◆ SET PROBLEM
Count the lines in the listing below that contain the string "cooler", treating case as significant, and give only the number.

══════════

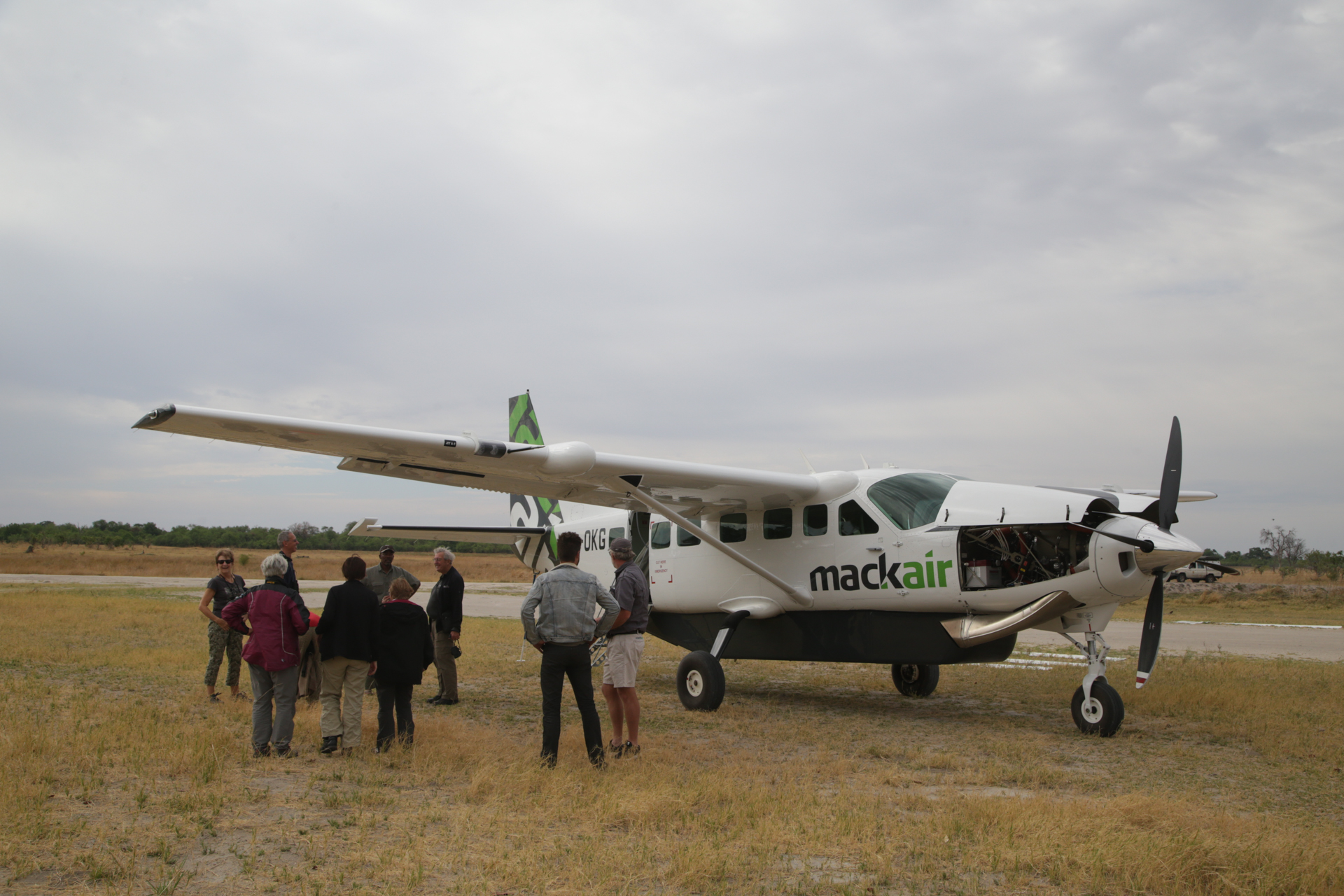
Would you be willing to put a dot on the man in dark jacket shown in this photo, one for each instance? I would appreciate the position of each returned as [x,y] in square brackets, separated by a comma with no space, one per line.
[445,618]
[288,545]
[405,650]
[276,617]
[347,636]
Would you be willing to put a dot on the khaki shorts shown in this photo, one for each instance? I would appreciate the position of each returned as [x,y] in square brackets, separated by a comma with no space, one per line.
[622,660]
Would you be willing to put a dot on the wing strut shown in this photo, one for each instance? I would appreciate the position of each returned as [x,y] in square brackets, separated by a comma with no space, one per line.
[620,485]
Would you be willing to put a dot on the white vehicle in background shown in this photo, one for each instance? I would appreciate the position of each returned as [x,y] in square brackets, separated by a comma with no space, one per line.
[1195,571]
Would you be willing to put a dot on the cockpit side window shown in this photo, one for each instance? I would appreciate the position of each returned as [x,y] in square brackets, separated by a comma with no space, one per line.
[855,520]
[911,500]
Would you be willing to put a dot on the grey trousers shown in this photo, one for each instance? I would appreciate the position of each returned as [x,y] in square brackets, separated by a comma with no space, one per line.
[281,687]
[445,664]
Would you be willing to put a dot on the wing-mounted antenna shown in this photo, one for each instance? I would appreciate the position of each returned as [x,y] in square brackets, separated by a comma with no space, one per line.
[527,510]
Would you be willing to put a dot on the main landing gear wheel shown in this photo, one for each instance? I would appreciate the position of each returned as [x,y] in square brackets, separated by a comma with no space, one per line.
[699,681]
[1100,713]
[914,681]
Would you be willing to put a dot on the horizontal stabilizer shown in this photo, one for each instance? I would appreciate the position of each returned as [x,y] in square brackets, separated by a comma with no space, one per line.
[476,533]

══════════

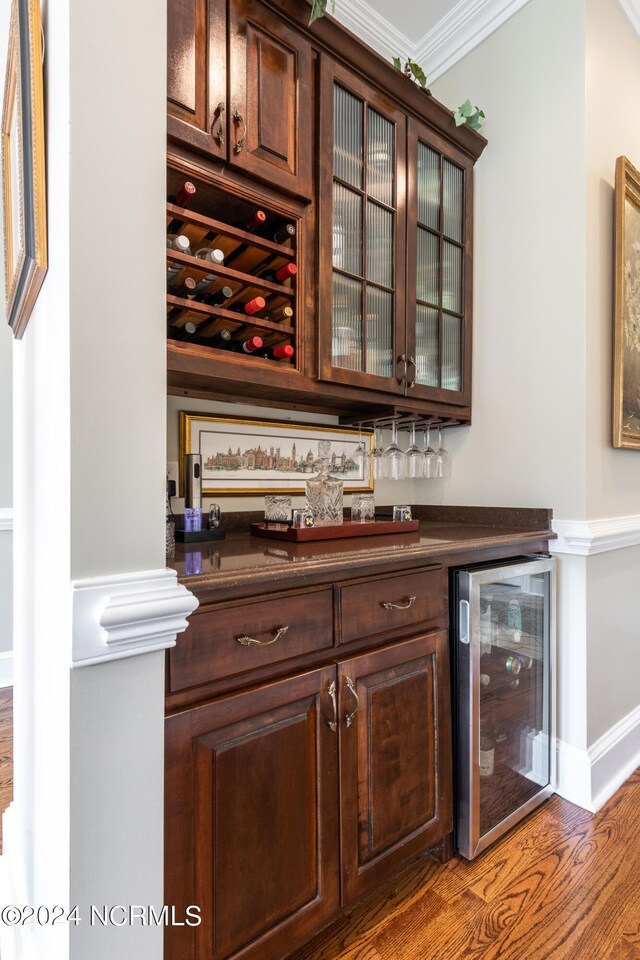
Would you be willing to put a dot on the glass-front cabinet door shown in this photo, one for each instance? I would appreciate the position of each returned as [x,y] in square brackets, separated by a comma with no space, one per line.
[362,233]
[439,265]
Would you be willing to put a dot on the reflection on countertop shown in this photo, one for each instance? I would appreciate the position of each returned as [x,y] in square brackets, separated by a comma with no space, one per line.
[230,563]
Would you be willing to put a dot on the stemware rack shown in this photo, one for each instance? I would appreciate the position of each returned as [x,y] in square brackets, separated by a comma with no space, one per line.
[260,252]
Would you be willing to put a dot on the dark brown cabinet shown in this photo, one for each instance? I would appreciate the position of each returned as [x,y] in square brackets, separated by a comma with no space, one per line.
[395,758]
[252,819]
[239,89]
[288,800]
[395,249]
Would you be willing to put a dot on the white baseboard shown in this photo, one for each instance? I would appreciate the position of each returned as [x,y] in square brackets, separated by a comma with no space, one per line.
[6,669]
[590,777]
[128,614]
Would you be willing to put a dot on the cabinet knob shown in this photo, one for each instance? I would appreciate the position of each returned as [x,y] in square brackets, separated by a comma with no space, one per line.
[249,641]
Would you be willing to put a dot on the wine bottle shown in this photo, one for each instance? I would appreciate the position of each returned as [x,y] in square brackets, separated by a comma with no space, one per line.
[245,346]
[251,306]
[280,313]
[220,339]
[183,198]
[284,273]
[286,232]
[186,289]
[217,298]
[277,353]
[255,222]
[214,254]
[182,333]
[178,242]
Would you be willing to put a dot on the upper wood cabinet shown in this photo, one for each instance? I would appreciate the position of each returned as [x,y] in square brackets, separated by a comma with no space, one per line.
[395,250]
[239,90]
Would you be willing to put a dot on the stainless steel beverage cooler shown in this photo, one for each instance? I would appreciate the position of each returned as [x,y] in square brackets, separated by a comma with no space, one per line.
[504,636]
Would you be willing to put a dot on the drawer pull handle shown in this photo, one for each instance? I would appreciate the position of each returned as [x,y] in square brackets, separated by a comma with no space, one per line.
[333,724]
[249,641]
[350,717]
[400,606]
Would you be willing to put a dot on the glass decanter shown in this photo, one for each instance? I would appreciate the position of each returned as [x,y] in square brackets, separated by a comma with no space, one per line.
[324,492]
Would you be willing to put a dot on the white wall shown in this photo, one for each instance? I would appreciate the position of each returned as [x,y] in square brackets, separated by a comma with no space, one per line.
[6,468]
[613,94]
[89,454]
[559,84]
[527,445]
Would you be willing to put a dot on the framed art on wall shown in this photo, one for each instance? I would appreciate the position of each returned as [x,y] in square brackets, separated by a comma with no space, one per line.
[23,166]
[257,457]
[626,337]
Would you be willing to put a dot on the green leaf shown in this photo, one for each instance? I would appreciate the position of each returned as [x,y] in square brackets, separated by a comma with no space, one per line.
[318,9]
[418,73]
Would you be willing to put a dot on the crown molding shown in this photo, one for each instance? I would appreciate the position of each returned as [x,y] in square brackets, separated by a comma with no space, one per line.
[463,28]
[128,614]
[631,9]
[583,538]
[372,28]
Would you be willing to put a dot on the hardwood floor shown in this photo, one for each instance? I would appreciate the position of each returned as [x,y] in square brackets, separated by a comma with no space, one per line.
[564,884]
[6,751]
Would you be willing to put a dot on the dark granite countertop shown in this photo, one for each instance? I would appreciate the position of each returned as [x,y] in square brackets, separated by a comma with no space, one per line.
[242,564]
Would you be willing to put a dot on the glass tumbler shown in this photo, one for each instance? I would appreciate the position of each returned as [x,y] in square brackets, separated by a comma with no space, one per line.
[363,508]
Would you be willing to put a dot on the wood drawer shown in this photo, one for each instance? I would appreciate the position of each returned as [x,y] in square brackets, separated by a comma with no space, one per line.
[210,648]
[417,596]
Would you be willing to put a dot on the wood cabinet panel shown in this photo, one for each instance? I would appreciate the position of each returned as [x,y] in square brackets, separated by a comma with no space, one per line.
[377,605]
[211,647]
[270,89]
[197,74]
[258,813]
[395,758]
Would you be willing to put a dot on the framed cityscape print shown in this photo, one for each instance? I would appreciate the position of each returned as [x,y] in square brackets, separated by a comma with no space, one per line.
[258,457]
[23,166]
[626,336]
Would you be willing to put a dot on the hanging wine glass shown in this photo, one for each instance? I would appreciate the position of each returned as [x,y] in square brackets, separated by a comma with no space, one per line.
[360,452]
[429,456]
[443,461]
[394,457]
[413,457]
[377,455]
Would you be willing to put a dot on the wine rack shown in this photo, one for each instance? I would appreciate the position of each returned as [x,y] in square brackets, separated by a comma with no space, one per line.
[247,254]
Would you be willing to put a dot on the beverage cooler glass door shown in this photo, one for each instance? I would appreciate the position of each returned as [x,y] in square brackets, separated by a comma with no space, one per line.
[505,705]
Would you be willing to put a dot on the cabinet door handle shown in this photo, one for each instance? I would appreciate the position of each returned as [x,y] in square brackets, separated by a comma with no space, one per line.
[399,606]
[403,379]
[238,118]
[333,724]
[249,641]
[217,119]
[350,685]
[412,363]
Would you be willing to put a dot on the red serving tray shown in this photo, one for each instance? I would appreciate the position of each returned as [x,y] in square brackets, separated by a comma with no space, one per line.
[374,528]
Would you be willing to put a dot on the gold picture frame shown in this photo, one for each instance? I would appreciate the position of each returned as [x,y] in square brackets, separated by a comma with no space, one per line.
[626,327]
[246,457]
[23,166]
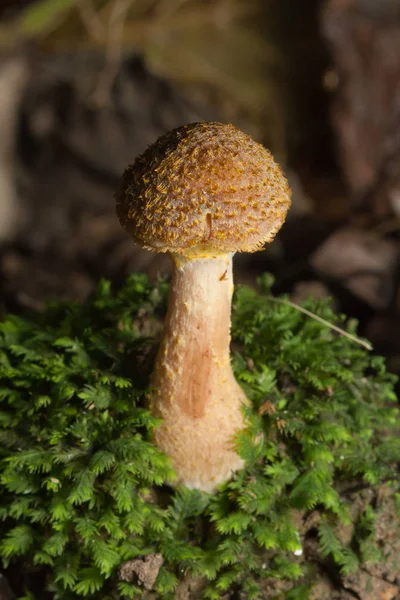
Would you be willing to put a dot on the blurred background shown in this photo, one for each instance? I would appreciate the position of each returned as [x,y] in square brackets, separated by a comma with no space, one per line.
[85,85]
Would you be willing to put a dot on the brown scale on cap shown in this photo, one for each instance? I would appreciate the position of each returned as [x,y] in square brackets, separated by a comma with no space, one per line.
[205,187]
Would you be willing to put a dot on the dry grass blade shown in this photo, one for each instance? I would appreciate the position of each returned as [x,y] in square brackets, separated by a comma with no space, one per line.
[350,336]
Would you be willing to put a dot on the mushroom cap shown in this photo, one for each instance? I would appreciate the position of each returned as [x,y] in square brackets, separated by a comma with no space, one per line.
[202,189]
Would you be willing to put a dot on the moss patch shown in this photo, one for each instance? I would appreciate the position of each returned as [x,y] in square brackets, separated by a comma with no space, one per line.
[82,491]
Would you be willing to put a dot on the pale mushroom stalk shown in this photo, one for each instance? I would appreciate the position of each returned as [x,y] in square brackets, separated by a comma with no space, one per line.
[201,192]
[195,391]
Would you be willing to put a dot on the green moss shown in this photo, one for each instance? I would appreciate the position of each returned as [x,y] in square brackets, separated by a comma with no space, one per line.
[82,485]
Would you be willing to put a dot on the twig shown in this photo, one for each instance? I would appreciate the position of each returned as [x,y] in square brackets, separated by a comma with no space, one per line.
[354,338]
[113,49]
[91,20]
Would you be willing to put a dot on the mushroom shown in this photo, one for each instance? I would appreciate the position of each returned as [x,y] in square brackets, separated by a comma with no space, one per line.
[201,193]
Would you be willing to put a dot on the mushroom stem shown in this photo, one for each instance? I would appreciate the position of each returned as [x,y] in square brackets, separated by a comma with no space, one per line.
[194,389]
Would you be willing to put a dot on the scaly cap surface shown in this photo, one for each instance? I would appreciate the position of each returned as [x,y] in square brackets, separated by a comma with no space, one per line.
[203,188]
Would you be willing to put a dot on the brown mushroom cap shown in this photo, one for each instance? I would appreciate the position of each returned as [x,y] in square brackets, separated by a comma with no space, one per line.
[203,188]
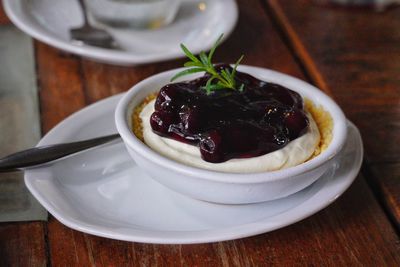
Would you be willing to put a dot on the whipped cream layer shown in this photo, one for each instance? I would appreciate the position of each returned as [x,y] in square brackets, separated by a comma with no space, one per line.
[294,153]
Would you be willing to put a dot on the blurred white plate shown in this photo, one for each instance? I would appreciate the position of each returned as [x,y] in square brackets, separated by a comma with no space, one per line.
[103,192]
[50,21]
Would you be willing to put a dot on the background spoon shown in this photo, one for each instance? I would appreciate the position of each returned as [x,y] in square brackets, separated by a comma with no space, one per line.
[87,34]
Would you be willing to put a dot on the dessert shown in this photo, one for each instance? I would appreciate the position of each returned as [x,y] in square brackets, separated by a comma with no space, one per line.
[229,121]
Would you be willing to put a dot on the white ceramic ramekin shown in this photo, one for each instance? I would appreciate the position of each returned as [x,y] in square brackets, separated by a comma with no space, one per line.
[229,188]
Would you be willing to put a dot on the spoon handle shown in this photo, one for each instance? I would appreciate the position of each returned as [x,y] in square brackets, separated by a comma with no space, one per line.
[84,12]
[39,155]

══════════

◆ RESPONSE TO THE TASK
2